#### Exercise
Please write out again every line from the one that has "ear above? Mark it with a dot." through the end of the items, requests included. Multiply each point coordinate in the answers by 0.85 and round to whole numbers, with halves rounding up.

#### Listing
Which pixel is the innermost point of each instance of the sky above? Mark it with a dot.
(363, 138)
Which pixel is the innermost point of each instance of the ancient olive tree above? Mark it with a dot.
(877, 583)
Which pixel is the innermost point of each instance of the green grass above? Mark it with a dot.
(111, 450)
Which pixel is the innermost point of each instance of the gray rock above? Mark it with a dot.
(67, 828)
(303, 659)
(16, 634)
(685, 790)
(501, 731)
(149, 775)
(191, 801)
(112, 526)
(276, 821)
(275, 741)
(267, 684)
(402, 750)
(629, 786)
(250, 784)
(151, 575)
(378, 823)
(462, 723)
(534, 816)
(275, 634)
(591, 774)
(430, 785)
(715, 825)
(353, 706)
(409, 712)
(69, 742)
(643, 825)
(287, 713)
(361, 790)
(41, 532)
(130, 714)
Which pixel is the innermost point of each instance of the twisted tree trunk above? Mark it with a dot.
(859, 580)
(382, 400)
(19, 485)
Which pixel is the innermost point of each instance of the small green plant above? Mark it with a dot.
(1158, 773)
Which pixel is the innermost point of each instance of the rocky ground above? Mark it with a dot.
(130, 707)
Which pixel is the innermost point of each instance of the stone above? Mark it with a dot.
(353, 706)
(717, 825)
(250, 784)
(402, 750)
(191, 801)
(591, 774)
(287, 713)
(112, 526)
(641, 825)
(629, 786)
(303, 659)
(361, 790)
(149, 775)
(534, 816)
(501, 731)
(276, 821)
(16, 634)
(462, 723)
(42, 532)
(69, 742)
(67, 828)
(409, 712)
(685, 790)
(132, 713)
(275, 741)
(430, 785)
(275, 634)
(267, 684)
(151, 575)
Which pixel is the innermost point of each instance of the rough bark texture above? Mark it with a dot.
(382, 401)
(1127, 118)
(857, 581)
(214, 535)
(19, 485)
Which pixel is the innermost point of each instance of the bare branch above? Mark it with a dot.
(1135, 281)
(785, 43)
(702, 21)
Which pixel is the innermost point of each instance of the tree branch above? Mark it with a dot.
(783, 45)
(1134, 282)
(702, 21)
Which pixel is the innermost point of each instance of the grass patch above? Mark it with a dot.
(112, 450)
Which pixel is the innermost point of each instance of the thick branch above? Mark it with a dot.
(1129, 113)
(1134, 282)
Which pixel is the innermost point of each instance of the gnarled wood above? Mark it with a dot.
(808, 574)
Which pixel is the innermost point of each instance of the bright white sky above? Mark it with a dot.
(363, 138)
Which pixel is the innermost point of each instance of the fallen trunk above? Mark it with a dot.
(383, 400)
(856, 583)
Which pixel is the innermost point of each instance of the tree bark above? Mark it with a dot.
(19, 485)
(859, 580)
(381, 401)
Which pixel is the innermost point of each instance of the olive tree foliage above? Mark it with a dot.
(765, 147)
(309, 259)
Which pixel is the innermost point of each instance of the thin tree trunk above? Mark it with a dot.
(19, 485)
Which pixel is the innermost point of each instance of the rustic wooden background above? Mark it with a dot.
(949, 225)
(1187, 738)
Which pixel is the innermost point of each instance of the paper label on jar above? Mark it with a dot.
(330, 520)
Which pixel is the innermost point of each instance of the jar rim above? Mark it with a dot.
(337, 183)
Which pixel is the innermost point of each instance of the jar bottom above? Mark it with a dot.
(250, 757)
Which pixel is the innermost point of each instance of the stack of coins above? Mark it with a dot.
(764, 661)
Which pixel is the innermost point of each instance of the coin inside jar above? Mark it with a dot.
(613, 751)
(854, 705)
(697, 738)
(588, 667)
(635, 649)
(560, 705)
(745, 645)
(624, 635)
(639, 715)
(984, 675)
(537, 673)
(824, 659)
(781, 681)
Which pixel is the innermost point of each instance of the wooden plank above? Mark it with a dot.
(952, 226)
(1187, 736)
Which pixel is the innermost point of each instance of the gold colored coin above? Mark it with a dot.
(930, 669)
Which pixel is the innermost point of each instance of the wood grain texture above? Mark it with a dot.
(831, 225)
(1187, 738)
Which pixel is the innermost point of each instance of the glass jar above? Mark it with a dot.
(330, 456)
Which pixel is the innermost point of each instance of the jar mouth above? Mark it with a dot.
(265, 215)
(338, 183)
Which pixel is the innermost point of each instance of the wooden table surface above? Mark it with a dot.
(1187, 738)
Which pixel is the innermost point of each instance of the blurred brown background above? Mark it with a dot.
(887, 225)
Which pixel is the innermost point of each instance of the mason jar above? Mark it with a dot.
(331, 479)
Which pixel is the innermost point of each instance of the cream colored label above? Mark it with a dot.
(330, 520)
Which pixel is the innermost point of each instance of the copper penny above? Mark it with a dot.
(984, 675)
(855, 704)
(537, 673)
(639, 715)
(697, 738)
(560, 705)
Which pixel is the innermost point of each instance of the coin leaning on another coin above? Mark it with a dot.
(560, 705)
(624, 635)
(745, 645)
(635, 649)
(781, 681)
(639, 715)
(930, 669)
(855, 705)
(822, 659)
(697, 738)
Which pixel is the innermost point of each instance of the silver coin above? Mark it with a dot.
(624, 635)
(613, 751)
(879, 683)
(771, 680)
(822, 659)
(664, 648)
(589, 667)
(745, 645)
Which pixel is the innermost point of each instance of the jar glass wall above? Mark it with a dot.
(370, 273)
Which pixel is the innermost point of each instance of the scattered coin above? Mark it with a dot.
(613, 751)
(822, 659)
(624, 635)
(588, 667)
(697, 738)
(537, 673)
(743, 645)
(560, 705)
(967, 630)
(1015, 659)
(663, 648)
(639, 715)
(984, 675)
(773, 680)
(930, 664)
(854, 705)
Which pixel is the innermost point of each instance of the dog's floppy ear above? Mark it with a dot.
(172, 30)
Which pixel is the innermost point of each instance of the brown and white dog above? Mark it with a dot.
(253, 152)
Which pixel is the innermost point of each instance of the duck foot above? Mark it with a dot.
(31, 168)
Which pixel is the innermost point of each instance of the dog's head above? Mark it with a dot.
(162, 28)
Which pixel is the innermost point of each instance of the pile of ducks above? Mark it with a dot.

#### Problem solution
Which pixel is the innermost point of each instance of the dog's floppy ear above? Mark it with a dot.
(146, 26)
Which pixel is the innermost point of each instance of the brown and white dog above? Mark it with a dot.
(215, 129)
Which pixel is the innermost point of each instance of the duck foot above? Mark it with a dot.
(26, 143)
Which pixel is the innermost point of each instance of the dog's head above? Mark it with a dot.
(138, 24)
Which pixel is the innermost point of each instance of the pile of ducks above? Mark it with a dot.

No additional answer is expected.